— Task to complete —
Please answer from the forum thread about the First World War airfields at Marke: which units did those airfields host?

** start of Document section **

# Marke ww1 flugplatzen.



## Arneken (Feb 19, 2008)

Not far from Wevelgem whe've got Marke. Now in ww1 Marke had got 2 airfields:





Markebeke and Marke itself. Home of Jasta 4,Jasta 10 and Jasta 11. Today all you can see of those 2 airfields is a small bunker.(black dot in the second map.)




In real life it looks like this.Most of it is broken off. A small piece is still onder the ground.













Markebeke A shot from above. those lines are the railroadtracks. If you look up in the uppermiddle and upperleftcorner you can see airplanes standing ready for take off.




Markebeke A shot from where the current road is. In the background we can see the farm which is still there. compare for yourselves on this picture token a few months ago.





Now From Marke airfield is nothing vissible nowadays. It has al been turned to ressidential blocks and it's almost impossible to presice locate the location.

If anyone wnats more pictures just say it I pass this little piece of history everyday.

Friendly greetings Arneken


----------



## timshatz (Feb 19, 2008)

Great job. Pretty cool shots. Especially like that last one of the road, then and now. 

Great, thanks for posting.


----------



## Thorlifter (Feb 19, 2008)

Yeah, always good to see pics, even if they don't show much.


----------



## B-17engineer (Feb 19, 2008)

Can I see more Pictures?


----------



## Arneken (Feb 20, 2008)

Well I don't have got much anymore. But who doesn't remember the famous picture of The red baron sitting on the stairs off castle bethune. Well nowadays this domain is private. but I was able to make a picture off the stairs.








Euhm goss here are some pics of how the terrain is nowadays.








A lonely poppy.


----------



## Njaco (Feb 20, 2008)

Absolutely great pics, Arn! The air shot of the airfield is great when you match it with the drawing. Great!


----------



## pbfoot (Feb 20, 2008)

Great stuff your right on the front lines from WW1 . You've had so much conflict in that area . I find your pics are awesome. 
Show more please


----------



## Arneken (Feb 21, 2008)

Well I'm going to look if I can compare the map with a current street plan and maybe a shot from google earth but I'm not promising you guys anything.

Just before you enter the road to castle Bethune you'll see this cross:







Together with this little chapel. Stories go that they were both build for the pilots who died. But I don't got any confirmation about that.




A detailshot off the bunker. This is the topside. A metal bar is still visible.




Even today nobody is sure what the function was for the bunker. I heard it was a look-out post. wich makes sense 'cause wxith good weather you could see in those days Wevelgem. others claim it was a munition bunker. On the map I showed you guys that bunker isn't even marked so questions remain.

greetings.


----------



## Arneken (Sep 2, 2008)

Anybody has got any kind of pictures about the red baron or Markebeke?


----------

** end of Document section **
** start of Entries supplied **

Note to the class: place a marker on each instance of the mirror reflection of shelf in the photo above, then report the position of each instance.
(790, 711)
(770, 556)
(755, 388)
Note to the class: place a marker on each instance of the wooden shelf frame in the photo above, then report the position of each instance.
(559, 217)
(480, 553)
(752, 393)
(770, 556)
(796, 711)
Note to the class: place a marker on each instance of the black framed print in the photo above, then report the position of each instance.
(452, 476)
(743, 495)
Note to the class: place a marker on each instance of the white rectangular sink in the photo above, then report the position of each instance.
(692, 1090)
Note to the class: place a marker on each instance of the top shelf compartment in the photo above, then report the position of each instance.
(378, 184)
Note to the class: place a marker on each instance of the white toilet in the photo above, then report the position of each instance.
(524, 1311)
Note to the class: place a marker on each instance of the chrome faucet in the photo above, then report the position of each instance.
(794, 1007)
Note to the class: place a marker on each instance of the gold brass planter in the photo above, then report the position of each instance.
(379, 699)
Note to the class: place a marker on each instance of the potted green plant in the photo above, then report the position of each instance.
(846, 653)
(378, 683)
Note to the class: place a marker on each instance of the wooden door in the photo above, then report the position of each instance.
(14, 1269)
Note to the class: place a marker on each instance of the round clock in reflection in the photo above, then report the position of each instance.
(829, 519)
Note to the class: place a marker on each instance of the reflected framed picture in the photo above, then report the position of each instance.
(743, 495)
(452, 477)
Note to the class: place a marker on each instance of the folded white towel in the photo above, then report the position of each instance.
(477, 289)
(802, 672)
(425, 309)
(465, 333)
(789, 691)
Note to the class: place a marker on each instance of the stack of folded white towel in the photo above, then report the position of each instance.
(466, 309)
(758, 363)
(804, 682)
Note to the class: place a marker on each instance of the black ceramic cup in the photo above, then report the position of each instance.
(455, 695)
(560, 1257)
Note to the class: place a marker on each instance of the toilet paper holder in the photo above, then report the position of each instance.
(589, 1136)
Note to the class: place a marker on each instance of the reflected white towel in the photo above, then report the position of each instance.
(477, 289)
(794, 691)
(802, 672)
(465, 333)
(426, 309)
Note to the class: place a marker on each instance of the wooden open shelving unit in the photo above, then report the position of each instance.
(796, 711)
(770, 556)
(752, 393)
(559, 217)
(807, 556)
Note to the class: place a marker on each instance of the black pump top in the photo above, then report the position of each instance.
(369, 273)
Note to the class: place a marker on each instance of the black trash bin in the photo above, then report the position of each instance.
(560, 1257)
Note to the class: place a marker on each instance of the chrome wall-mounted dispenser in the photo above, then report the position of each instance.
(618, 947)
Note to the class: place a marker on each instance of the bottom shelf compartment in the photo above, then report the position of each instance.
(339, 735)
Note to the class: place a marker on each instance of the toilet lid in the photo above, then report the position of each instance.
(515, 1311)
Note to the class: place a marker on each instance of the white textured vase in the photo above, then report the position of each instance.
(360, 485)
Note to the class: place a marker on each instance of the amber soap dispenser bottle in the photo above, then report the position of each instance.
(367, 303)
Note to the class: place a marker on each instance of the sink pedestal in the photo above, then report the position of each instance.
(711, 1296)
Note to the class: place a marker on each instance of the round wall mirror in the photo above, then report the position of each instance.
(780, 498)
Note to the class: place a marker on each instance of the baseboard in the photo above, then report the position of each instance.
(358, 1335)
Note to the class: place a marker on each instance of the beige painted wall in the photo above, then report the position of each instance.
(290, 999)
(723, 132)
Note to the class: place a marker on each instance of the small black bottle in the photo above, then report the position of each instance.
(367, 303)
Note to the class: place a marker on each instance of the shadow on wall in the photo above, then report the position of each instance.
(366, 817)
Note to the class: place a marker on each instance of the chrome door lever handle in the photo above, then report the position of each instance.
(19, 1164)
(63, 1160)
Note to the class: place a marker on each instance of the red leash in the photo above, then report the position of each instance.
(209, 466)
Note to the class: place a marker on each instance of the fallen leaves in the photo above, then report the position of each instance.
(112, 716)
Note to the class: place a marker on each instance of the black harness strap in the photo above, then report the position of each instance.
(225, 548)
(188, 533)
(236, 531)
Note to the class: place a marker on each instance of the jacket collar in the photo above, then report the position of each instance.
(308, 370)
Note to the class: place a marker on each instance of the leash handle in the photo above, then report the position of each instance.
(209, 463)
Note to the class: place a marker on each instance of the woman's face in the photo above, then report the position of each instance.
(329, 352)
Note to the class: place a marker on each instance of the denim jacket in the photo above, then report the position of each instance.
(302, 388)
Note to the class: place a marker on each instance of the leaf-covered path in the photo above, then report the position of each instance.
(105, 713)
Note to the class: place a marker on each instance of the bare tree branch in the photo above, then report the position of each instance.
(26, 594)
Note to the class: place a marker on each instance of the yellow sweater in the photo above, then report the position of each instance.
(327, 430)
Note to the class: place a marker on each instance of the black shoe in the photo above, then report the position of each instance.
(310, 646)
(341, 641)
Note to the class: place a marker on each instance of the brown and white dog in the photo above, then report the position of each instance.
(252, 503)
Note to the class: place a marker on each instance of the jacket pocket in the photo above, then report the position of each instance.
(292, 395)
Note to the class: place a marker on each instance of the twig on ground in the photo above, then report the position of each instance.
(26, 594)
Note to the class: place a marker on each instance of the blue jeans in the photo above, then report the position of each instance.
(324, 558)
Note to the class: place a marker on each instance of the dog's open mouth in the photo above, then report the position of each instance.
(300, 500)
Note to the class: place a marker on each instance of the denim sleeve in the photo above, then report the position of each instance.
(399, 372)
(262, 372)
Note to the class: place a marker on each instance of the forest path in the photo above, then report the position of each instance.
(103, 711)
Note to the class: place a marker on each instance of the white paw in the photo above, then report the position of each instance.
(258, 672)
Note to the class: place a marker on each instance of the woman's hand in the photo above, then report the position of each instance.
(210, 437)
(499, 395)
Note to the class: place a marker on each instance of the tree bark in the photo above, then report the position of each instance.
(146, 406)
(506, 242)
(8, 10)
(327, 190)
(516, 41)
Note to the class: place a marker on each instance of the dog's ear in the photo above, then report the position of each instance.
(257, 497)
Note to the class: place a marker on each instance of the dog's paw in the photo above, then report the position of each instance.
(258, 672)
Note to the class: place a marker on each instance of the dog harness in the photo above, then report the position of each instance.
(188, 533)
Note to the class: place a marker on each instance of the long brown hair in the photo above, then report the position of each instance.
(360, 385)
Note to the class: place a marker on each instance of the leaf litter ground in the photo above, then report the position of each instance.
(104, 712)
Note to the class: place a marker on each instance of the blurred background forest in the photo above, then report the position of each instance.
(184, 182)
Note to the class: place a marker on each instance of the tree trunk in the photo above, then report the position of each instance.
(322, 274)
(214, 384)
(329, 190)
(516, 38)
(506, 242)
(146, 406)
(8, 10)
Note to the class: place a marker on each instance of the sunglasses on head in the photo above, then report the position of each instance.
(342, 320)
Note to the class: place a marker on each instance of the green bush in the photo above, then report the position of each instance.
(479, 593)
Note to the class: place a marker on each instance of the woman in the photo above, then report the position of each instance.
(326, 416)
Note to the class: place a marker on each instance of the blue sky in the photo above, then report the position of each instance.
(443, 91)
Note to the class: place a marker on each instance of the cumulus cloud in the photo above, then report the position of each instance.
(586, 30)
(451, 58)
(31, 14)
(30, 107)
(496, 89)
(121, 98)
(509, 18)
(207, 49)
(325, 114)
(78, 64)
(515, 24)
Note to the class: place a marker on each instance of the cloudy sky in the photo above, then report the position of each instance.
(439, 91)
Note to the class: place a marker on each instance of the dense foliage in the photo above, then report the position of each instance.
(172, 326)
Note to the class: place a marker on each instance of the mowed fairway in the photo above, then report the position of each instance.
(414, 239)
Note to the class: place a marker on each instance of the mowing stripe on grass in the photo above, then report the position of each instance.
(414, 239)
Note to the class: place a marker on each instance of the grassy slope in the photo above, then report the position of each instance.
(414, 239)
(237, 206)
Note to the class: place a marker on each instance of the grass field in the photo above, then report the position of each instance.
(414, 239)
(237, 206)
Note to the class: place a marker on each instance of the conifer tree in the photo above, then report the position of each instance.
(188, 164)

** end of Entries supplied **

— Task output —
Jasta 4, Jasta 10 and Jasta 11.